(Collected data)
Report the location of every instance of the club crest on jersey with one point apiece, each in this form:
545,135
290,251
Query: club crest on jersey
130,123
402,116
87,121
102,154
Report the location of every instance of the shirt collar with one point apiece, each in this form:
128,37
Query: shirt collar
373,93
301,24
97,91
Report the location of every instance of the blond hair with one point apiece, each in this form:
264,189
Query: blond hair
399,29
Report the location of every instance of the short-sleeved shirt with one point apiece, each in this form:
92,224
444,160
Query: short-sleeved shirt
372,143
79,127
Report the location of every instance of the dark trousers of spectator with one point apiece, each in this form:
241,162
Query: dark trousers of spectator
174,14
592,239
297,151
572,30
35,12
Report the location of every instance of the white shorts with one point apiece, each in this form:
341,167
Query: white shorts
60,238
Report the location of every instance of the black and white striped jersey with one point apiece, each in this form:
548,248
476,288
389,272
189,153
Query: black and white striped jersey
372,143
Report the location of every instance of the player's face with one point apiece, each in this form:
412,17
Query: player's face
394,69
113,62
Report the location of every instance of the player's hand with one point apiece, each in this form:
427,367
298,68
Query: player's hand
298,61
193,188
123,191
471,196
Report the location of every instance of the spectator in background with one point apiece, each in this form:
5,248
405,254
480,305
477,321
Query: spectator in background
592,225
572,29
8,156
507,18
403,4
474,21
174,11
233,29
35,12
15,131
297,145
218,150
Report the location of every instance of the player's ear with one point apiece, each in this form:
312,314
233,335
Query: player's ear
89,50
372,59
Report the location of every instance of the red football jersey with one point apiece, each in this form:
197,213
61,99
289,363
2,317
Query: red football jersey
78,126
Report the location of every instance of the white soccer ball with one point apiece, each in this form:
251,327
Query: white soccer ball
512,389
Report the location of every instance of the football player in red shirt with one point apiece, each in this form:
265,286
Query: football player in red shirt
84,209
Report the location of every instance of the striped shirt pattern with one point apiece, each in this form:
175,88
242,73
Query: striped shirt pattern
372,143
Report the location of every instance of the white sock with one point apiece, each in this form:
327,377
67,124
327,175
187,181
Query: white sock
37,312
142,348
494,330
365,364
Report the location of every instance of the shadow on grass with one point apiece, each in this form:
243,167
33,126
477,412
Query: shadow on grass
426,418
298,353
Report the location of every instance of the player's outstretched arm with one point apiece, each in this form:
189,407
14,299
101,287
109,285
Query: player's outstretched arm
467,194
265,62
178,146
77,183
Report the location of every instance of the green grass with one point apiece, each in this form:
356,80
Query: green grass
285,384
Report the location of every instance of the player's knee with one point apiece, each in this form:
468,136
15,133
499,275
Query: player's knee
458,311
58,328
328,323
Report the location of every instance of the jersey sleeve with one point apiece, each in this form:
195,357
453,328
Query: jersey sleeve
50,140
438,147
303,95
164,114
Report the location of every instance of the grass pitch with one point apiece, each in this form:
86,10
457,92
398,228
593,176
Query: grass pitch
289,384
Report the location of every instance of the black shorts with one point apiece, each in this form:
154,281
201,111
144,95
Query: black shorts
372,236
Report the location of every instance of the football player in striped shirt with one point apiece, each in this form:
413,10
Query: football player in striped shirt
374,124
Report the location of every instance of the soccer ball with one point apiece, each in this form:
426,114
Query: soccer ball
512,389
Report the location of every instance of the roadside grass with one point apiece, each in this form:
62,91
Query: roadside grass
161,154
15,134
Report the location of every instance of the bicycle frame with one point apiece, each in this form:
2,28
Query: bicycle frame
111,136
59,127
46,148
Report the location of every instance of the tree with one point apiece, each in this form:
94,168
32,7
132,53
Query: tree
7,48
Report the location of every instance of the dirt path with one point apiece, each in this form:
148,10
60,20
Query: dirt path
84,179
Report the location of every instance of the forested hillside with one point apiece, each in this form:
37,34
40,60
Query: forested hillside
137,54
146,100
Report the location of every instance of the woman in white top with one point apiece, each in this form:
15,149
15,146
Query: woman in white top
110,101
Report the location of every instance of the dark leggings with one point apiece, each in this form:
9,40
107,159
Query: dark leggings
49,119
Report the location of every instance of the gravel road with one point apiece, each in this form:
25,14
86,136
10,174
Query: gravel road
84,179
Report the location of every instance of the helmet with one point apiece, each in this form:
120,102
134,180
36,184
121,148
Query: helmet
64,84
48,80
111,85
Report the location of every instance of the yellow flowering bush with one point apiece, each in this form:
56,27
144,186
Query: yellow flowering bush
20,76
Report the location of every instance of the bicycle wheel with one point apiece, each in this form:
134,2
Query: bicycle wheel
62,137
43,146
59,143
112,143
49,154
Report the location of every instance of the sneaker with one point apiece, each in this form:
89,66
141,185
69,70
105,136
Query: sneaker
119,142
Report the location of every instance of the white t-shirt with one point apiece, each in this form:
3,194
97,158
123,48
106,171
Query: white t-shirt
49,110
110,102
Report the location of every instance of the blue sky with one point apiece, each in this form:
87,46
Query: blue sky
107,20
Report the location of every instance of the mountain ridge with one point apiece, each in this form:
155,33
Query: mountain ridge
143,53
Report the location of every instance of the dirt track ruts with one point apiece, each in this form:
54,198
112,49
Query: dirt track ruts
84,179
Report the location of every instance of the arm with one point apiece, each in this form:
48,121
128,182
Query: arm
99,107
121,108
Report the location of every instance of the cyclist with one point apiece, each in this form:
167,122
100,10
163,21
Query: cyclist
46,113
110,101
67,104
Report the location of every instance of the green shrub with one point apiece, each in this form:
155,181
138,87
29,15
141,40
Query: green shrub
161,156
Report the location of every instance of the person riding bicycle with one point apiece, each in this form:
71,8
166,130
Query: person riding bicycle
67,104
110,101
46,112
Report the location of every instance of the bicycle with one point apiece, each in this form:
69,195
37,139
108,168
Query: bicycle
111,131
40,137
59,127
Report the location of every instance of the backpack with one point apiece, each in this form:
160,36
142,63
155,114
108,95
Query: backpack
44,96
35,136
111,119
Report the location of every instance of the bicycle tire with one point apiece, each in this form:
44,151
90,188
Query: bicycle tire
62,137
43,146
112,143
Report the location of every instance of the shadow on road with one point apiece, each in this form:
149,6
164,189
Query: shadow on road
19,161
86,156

> [Exercise brief]: Produce an exact copy of the entries above.

> [Task output]:
Report the location of every instance of the club crest on jersey with one point apiece, each in this form:
545,135
290,251
Query: club crest on jersey
130,123
402,116
87,121
102,154
Report the location of every instance of the shirt collar with one point apiece, each in this form:
128,37
Query: shirt collar
373,93
301,24
97,91
Report the location of every instance of the blond hair with one point apiece, each in this form:
264,189
Query: blond hair
399,29
Report the location of every instance of the short-sleeved shirt with one point apiece, each in this form:
92,224
444,160
Query: short-sleeved shirt
372,143
79,127
Report the location of every instance of the dark trousers of spectator with one point apiece, each in this form:
241,162
Query: dark trousers of spectator
174,14
592,239
297,151
572,30
35,12
Report the location of every instance of the white shorts with one point apiece, each in this form:
341,167
Query: white shorts
60,238
Report the location of every instance of the black and white striped jersey with one point apiece, each in this form:
548,248
476,288
389,272
189,153
Query: black and white striped jersey
372,143
Report the location of every instance of the player's face with one point apiece, each in this form:
412,17
Query: player's face
394,69
113,62
Report the location of every instance of the player's hand with one point apiece, each in this form:
427,367
298,68
Query: player's hand
298,61
193,188
123,191
471,196
Report the location of every instance of the spectator in background with one point apiece, each in this form:
5,248
405,254
480,305
477,321
Query: spectator in background
592,225
572,29
8,156
507,18
403,4
474,21
174,11
233,29
35,12
15,131
297,145
218,150
Report the location of every instance of the player's ear with one point apiece, each in this form:
312,314
233,335
Query: player's ear
89,50
372,59
Report the location of every instance of the red football jersey with one point apiece, each in this form:
197,213
61,99
289,363
2,317
Query: red football jersey
78,126
Report the location of every instance of the white soccer ball with one point apiece, each in this form:
251,327
Query: white soccer ball
512,389
Report the location of every instance of the football player in red shirt with one point apiece, each in this form:
265,286
Query: football player in red shirt
84,209
Report the location of every instance of the striped shirt pattern with one point apiece, each in this form:
175,88
242,73
Query: striped shirt pattern
372,143
Report the location of every instance of the white sock with one point apiece, each in this form:
327,377
67,124
327,175
187,181
Query: white sock
37,312
142,348
494,330
365,364
Report the location of every instance of the shadow on grass with one point apiece, each in this form:
243,167
33,126
477,412
Query: shadow on grass
426,418
298,353
Report the location of every instance of the player's outstretched arm with one point apiece, each in this form:
189,407
14,299
101,287
109,285
Query: player's outstretched arm
467,194
265,62
178,146
77,183
Report the location of every instance of the green grass with one point apiece, each in this form:
356,80
Query: green grass
285,384
Report the location of every instance of the player's knee with one point apiece, each in this form:
468,136
15,133
499,275
Query: player's knee
458,311
58,328
328,323
Report the location of every instance of the jersey sleeve with one point apiece, each in this form:
195,357
453,328
Query: jersey sleeve
50,140
438,147
303,95
164,114
Report the location of every instance of the grass pitch with one point apiece, each in this form:
86,10
457,92
398,228
593,176
Query: grass pitch
289,384
Report the location of every instance of the black shorts with one point apiece, each in this form:
154,281
201,111
144,95
Query: black shorts
372,236
Report the location of every instance of the football player in striped shirt with one point apiece, each in this form:
413,10
Query: football player in striped shirt
374,124
Report the location of every instance of the soccer ball with one point apiece, each in this form:
426,114
Query: soccer ball
512,389
Report the location of every instance of the roadside grass with one point apiece, each in this form:
62,91
Query: roadside grass
161,154
15,134
Report the location of every instance of the bicycle frame with one point apiece, each in this form:
2,28
Query: bicycle frame
111,136
59,127
46,148
Report the location of every instance of the tree with one point apiece, each in this form:
94,168
32,7
132,53
Query: tree
7,48
Report the location of every instance of the dirt path with one point apiece, each in this form:
148,10
60,20
Query: dirt path
84,179
Report the location of every instance of the forested hillside with one point apiece, each in this form:
37,34
40,60
Query: forested hillside
137,54
146,100
Report the location of every instance of the woman in white top with one point apiece, each in this form:
15,149
15,146
Query: woman in white top
110,101
Report the location of every instance of the dark leggings with one point apiece, each in this form:
9,40
107,159
Query: dark leggings
49,119
Report the location of every instance of the gravel road with one point apiece, each in this form:
25,14
86,136
10,174
Query: gravel road
84,179
Report the location of every instance of the helmet with one point apiece, each in this form:
120,102
134,180
36,184
121,148
Query: helmet
64,84
48,80
111,85
Report the location of every instance of the yellow flowering bush with one point apiece, each in this form:
56,27
144,186
Query: yellow flowering bush
20,76
Report the location of every instance of the bicycle wheel with one point apiece, each in this form:
134,2
Query: bicycle wheel
62,137
43,146
59,143
112,143
49,154
Report the location of every instance of the sneaker with one point apiece, each in this form:
89,66
141,185
69,70
105,136
Query: sneaker
119,142
Report the location of every instance of the white t-shirt with one point apiece, each in this form:
3,194
97,158
123,48
106,171
Query: white t-shirt
49,110
110,102
Report the location of every instance of the blue sky with one point apiece, each in this form:
87,46
Query: blue sky
107,20
Report the location of every instance of the mountain ridge with one point apiece, each in this form:
155,33
Query: mountain ridge
143,53
Report the location of every instance of the dirt track ruts with one point apiece, each in this form:
54,198
112,49
Query: dirt track ruts
84,179
Report the location of every instance of the arm with one point apiece, each in this form:
48,121
128,182
Query: arm
99,107
121,108
Report the location of every instance of the cyclist with one point apiece, each in this form:
167,122
100,10
163,21
Query: cyclist
46,113
110,101
67,104
Report the location of every instance of the green shrub with one point apiece, each in this form:
155,181
138,87
29,15
141,40
Query: green shrub
161,156
Report the location of every instance of the person riding bicycle with one point apiece, each in this form:
71,8
166,130
Query: person riding bicycle
67,104
110,101
46,112
Report the location of every instance of the bicycle with one point apiece, each in this form:
69,195
37,139
108,168
Query: bicycle
111,131
40,137
59,127
Report the location of every instance of the backpack with one point apiece, each in this form:
160,36
142,63
155,114
108,95
Query: backpack
44,96
35,136
111,119
Report the location of every instance of the bicycle tire with one point apiece, each in this form:
44,151
90,188
Query: bicycle tire
62,137
43,146
112,143
Report the location of every instance of the shadow on road with one point apiece, each in this form:
149,6
164,189
Query: shadow on road
19,161
86,156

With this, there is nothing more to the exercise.